### SELECTED TEXT
════════

Gary Libben (Brock University)

Building and combining your own behavioural psycholinguistic techniques for pure and applied research

As researchers, we often simply “inherit” methodological paradigms from the literature.  Thus, while we may use a lexical decision, priming, naming, or sentence reading task with new stimuli or new groups of participants, it is less common for us to create new versions of these tasks to meet the specific needs of our research or of language users.

Creating customized experimental paradigms for psycholinguistic research can be easy, creative, and inexpensive. Most importantly, it can greatly enhance the impact of your research and enable you to apply research to meet challenges in clinical and language learning domains.

The goal of this course is to provide the conceptual and methodological tools that will provide participants with the underpinnings of the dominant behavioural methods used in psycholinguistic research and to enable participants to modify those methods and to build new ones. Emphasis will be placed on methods for the investigation of lexical processing.

Prerequisites and background preparation

This is an introductory course. No specialized training or background is assumed.

Specific goals

Goal 1:  To provide background to the underlying reasoning behind each of the dominant methods used in behavioural psycholinguistic research. This will include the history and logic behind classic methods such as lexical decision, naming, and priming. Emphasis will be on the nature of task manipulations rather than on the response measures (e.g., eye tracking) or statistical analysis, which are covered in other parts of the STEP program.

════════

### WHAT YOU WILL DO
**a.** Rewrite the course description from "As researchers, we" to "language learning domains.", putting "frameworks" in place of "paradigms".
**b.** Write the next part of the course description on psycholinguistic techniques, picking up right after its last sentence.
The records are separate material, unrelated to the course description.

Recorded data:
════════

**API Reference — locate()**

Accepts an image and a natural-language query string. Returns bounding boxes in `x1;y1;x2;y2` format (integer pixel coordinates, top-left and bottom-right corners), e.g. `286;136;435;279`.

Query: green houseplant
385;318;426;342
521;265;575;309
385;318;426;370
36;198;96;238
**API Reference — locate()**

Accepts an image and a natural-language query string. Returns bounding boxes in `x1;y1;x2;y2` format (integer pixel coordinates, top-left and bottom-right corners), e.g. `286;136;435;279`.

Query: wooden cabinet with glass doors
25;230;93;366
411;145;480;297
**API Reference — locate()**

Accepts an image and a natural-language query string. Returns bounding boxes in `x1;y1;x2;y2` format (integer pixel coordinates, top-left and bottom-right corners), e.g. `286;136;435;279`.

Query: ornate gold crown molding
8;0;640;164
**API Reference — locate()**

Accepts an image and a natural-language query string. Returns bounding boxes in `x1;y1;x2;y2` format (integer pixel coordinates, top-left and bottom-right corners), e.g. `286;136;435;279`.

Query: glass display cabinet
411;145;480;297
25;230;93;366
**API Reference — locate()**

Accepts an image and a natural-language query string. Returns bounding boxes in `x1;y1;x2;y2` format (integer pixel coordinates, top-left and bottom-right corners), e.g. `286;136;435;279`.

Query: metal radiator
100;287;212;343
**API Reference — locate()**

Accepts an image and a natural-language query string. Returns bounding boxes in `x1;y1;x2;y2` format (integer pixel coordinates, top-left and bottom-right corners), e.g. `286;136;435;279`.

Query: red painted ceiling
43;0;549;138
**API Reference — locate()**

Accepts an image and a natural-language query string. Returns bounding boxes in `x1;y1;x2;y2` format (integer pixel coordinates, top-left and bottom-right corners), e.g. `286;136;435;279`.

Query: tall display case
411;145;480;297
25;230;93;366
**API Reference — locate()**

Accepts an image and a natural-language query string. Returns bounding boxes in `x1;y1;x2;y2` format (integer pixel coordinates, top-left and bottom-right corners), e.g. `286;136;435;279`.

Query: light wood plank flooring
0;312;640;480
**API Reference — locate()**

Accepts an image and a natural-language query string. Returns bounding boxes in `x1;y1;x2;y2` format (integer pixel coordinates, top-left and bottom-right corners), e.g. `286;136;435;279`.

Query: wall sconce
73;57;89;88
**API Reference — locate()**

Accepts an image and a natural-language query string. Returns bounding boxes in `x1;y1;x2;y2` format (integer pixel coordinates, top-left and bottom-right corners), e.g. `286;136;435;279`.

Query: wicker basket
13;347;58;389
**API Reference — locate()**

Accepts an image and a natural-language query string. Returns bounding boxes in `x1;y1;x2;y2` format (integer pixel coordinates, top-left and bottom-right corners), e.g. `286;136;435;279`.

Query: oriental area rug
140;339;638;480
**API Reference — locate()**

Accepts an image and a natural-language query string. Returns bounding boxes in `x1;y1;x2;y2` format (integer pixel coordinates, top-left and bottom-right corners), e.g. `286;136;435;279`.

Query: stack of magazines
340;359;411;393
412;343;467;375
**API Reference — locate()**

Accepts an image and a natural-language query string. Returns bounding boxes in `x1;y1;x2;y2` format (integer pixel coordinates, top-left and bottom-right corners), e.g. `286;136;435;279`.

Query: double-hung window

════════

### EXERCISE RESULTS
**a.**
As researchers, we often simply “inherit” methodological frameworks from the literature.  Thus, while we may use a lexical decision, priming, naming, or sentence reading task with new stimuli or new groups of participants, it is less common for us to create new versions of these tasks to meet the specific needs of our research or of language users.

Creating customized experimental frameworks for psycholinguistic research can be easy, creative, and inexpensive. Most importantly, it can greatly enhance the impact of your research and enable you to apply research to meet challenges in clinical and language learning domains.

**b.**
Goal 2:  To familiarize the student with the potential uses of less common experimental tasks. These will include game-like paradigms (e.g., the maze task), visual word recognition paradigms (e.g., progressive demasking), auditory word recognition paradigms (e.g., binaural presentation), and written production paradigms (e.g., typing, handwriting).

Goal 3: To provide practical training in how to modify and combine existing techniques to better meet the needs of specific languages, specific participant groups, and specific research questions. We will discuss how data from different paradigms can be used to ‘triangulate’ results and enable study-internal validation of your research.

Goal 4: To provide course participants with the tools to develop their own new experimental paradigms by drawing on recent examples of methodological innovation in the field and to develop applied psycholinguistic techniques that serve as tools for the assessment of improvement of language learning and recovery from language impairment.